#### DO THIS
Count the rows of the material below that contain the word "line", and reply with the number alone.

#### INPUT MATERIAL
┌──

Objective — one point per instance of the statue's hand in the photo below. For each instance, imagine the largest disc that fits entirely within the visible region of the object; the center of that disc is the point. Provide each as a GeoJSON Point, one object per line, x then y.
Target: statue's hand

└──
┌──

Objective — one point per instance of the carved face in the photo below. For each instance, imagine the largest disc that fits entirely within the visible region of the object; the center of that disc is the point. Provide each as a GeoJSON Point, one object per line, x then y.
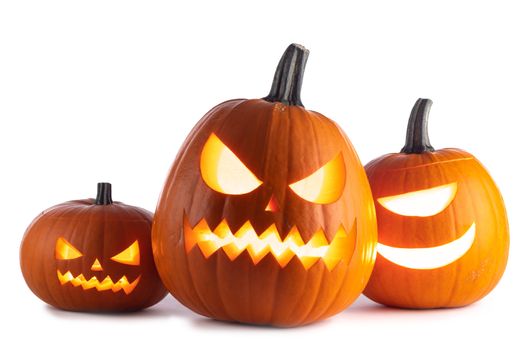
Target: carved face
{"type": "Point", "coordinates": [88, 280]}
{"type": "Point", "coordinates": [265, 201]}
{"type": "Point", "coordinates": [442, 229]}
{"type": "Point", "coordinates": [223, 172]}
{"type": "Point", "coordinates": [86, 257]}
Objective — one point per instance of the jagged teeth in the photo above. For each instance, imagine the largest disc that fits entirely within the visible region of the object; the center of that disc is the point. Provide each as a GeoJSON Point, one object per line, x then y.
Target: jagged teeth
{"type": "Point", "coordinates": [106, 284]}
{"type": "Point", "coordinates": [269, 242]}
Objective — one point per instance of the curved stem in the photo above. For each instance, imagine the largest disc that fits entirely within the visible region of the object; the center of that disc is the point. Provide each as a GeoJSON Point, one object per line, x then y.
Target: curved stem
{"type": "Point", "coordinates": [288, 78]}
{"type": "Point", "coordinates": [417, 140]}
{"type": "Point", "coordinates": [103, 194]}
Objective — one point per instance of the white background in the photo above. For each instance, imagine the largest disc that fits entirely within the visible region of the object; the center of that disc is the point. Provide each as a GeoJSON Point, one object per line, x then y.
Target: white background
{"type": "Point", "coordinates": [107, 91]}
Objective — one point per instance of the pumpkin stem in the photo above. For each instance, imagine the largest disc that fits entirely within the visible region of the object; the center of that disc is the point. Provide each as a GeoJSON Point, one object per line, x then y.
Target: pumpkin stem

└──

#### ANSWER TO THIS TASK
6